RabbitMQ Source Connector for Confluent Platform

The Kafka Connect RabbitMQ Source connector integrates with RabbitMQ servers, using the AMQP protocol. The RabbitMQ Source connector reads data from a RabbitMQ queue or topic and persists the data in an Apache Kafka® topic.

The connector reads Base64 encoded data from RabbitMQ and then writes the data to Kafka. The connector can’t infer the schema from this Base64 encoded string, so it writes the same binary data with a bytes Avro schema to the Kafka topic. Since the schema does not contain any record name, RecordNameStrategy and TopicRecordNameStrategy can’t be used with this connector.

Note

This connector is based on the AMQP protocol so it may work with other servers that implement this protocol.

Features

The RabbitMQ Source connector includes the following features:

At least once delivery

This connector guarantees that records are delivered at least once to the Kafka topic. If the connector restarts, there may be some duplicate records in the Kafka topic.

Multiple tasks

The RabbitMQ Source connector supports running one or more tasks. You can specify the number of tasks in the tasks.max configuration parameter. This can lead to performance gains when multiple files need to be parsed.

Install the RabbitMQ Source Connector

You can install this connector by using the confluent connect plugin install command, or by manually downloading the ZIP file.

Note

kafka-connect-rabbitmq contains only the source connector.

Prerequisites

  • You must install the connector on every machine where Connect will run.

  • An installation of the latest (latest) connector version.

◆ **Job A**:
Answer these from the RabbitMQ Source connector documentation:
(i) What kind of Avro schema does the connector use when it writes data to the Kafka topic?
(ii) Which configuration parameter sets the number of tasks?
(iii) What two ways of installing the connector are given?
◆ **Job B**:
Extend the RabbitMQ Source connector documentation, starting after its last line.

◆ **Data**:
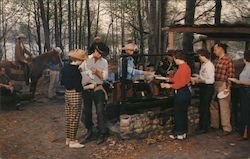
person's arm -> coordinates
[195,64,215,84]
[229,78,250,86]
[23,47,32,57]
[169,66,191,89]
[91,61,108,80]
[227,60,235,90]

◆ **Exercise result A**:
(i) A bytes Avro schema.
(ii) tasks.max
(iii) The confluent connect plugin install command, or downloading the ZIP file manually.

◆ **Exercise result B**:
    To install the latest connector version, navigate to your Confluent Platform installation directory and run the following command:

    confluent connect plugin install confluentinc/kafka-connect-rabbitmq:latest
    

    You can install a specific version by replacing latest with a version number as shown in the following example:

    confluent connect plugin install confluentinc/kafka-connect-rabbitmq:1.1.1
    

Install the connector manually

Download and extract the ZIP file for your connector and then follow the manual connector installation instructions.

License

You can use this connector for a 30-day trial period without a license key.

After 30 days, you must purchase a connector subscription which includes Confluent enterprise license keys to subscribers, along with enterprise-level support for Confluent Platform and your connectors. If you are a subscriber, you can contact Confluent Support at support@confluent.io for more information.

For license properties, see Confluent Platform license. For information about the license topic, see License topic configuration.

Configuration properties

For a complete list of configuration properties for this connector, see RabbitMQ Source Connector Configuration Properties.

For an example of how to get Kafka Connect connected to Confluent Cloud, see Connect Self-Managed Kafka Connect to Confluent Cloud.

Usage notes

As a user of the RabbitMQ Source connector, you should be aware of the following:

  • The queue or topic that the connector will read from must exist prior to starting the connector.
  • All the headers associated with each message from RabbitMQ are prefixed with rabbitmq. and are copied over to each of the records produced to Kafka; therefore, you must configure the message format to support headers.
  • The RabbitMQ Source connector is based on the AMQP protocol, so it may work with other servers that implement the protocol.

Examples

Property-based example

This configuration is used typically along with standalone workers.

 name=RabbitMQSourceConnector1
 connector.class=io.confluent.connect.rabbitmq.RabbitMQSourceConnector
 tasks.max=1
 kafka.topic=< Required Configuration >
 rabbitmq.queue=< Required Configuration >

REST-based example

This configuration is used typically along with distributed workers. Write the following json to connector.json, configure all of the required values, and use the command below to post the configuration to one the distributed connect worker(s). Check here for more information about the Kafka Connect Kafka Connect REST Interface.

Connect Distributed REST example

 {
   "name" : "RabbitMQSourceConnector1",
   "config" : {
     "connector.class" : "io.confluent.connect.rabbitmq.RabbitMQSourceConnector",
     "tasks.max" : "1",
     "kafka.topic" : "< Required Configuration >",
     "rabbitmq.queue" : "< Required Configuration >"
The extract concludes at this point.